Dataset items
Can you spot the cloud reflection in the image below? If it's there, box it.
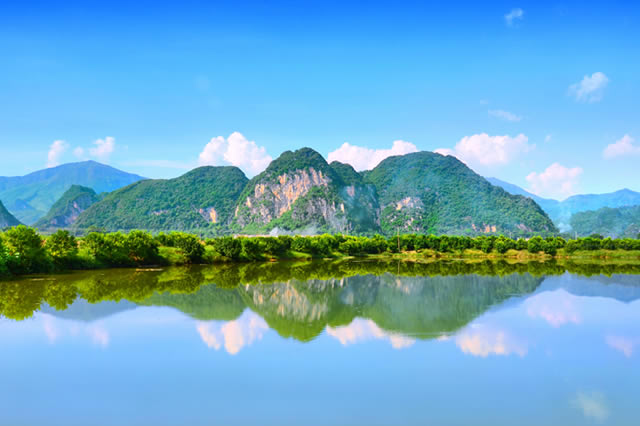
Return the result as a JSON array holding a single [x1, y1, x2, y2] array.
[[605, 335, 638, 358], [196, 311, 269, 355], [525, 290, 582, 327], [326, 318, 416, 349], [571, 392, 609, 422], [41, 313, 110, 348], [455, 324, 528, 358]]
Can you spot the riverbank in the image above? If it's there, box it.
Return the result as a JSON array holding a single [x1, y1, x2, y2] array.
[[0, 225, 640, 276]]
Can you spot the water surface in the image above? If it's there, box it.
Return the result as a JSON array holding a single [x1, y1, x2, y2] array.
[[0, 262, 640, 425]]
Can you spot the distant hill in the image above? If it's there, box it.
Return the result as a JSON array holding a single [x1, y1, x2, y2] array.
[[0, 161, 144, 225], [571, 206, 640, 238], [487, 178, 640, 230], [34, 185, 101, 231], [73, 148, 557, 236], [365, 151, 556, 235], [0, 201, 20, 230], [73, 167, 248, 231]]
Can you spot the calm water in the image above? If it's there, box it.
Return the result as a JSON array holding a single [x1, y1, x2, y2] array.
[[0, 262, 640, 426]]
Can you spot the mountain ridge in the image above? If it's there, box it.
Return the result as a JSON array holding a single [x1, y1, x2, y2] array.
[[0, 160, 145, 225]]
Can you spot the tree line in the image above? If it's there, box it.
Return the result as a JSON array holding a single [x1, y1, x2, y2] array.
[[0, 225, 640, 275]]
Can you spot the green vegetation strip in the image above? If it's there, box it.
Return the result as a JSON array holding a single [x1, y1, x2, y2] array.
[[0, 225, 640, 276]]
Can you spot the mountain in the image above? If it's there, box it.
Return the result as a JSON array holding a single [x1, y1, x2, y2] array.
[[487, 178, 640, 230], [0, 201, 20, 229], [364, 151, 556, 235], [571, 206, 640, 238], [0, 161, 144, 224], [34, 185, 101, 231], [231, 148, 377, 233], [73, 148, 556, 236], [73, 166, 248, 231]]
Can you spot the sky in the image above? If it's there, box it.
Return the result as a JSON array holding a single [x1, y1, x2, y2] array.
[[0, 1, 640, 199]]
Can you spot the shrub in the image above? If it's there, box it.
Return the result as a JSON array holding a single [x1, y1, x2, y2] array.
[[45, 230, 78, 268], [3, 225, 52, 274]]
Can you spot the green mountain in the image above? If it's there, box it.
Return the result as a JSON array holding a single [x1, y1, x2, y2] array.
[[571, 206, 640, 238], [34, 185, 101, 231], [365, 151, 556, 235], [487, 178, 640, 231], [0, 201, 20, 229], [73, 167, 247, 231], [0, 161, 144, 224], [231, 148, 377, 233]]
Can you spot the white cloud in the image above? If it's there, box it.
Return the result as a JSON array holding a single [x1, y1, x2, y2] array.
--
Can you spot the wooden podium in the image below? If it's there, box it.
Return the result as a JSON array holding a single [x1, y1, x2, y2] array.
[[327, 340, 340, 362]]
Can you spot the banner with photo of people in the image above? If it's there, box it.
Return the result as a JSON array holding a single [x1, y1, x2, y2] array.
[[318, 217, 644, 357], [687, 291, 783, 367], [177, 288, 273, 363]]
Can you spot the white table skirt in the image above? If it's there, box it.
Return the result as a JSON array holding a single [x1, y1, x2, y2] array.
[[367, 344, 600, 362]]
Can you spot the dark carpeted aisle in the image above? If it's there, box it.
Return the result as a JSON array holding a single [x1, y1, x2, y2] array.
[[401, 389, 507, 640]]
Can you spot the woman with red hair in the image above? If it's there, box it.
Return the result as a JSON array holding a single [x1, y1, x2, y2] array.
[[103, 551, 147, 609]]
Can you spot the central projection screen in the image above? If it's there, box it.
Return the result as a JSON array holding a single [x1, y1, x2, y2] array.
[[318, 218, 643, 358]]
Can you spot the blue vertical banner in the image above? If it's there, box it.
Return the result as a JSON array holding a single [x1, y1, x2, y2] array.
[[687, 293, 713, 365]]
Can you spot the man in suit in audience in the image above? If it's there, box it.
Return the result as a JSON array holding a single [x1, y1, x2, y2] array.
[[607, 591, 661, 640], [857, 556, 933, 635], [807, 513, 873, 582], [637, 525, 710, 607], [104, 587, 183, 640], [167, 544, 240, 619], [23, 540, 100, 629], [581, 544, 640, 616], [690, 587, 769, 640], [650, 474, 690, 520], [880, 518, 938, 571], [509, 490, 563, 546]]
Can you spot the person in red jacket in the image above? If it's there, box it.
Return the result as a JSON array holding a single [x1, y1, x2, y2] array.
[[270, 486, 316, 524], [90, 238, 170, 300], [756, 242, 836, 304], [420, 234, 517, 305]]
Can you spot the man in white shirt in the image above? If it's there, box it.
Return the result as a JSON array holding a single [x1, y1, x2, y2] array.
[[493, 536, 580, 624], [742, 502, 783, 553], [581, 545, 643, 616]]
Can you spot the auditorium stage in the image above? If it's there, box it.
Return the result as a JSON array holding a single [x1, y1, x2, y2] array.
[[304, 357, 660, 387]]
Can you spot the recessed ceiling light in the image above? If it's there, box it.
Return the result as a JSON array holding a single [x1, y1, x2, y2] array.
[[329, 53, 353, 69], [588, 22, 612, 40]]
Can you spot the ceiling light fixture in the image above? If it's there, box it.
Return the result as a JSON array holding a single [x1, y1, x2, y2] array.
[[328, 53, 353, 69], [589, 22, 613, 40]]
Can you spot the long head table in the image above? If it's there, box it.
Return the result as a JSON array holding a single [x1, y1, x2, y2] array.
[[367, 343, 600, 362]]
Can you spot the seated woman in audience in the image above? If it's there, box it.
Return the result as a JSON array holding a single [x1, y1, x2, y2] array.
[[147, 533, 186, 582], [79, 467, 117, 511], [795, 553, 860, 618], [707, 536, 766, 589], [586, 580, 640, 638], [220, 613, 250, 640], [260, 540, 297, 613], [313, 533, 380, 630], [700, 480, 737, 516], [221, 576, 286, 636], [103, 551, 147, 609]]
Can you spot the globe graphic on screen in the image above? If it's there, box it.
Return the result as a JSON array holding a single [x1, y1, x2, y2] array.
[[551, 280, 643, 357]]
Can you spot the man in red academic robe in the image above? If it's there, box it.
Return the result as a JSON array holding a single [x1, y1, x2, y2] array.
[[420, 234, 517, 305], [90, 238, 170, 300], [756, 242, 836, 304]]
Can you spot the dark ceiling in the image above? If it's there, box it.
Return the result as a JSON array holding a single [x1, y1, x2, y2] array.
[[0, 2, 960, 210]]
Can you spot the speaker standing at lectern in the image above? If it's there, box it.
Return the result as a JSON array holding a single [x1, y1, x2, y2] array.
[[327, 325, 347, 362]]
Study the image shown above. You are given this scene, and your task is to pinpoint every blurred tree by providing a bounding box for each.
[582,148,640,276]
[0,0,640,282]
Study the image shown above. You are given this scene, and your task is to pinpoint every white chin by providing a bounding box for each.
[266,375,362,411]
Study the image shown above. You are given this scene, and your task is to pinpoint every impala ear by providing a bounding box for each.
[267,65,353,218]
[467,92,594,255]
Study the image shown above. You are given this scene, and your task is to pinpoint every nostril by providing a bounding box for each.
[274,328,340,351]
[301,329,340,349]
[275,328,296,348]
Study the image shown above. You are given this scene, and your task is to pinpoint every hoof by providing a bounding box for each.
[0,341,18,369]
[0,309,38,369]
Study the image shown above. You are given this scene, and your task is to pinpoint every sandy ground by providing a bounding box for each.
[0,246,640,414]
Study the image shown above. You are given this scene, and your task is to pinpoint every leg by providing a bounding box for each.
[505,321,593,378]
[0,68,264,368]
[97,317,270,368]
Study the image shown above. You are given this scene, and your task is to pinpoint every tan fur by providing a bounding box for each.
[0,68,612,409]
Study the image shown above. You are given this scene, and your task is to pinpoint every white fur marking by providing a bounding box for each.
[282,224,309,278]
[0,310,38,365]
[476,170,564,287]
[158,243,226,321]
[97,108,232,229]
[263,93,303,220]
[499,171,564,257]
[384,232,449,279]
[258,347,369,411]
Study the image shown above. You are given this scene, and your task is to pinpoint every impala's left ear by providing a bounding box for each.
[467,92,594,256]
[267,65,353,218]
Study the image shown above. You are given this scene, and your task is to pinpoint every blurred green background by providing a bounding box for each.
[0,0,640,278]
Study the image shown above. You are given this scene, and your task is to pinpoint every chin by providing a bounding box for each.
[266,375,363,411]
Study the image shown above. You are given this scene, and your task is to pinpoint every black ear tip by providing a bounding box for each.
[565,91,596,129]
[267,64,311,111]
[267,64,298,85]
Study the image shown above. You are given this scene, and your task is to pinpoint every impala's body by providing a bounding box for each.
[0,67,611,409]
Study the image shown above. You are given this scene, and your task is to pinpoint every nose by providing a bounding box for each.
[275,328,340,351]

**Task brief**
Copy out the stretch of the records from the line containing "Can you spot the long" through the line containing "242, 836, 304]]", without any changes.

**Complete answer**
Can you spot the long head table in the image above? If it's there, box it.
Return the result as a JSON array holding a single [x1, y1, x2, y2] array.
[[367, 343, 600, 362]]
Can you spot the seated woman in audience in the image above? If it's there, box it.
Return the result as a JSON array holding a single [x1, y1, x2, y2] array.
[[147, 533, 186, 582], [79, 467, 117, 511], [795, 553, 860, 618], [707, 536, 766, 589], [586, 580, 640, 638], [220, 613, 250, 640], [260, 540, 297, 613], [313, 533, 380, 630], [700, 480, 737, 516], [221, 576, 286, 636], [103, 551, 147, 609]]
Can you spot the globe graphic on screen in the image above? If it's there, box it.
Return the result as a JSON array holding a single [x1, y1, x2, y2] array.
[[551, 280, 643, 357]]
Can you spot the man in red academic robe in the image above? If it's there, box it.
Return the result as a JSON array holding a single [x1, y1, x2, y2] array.
[[420, 234, 517, 305], [90, 238, 170, 300], [756, 242, 836, 304]]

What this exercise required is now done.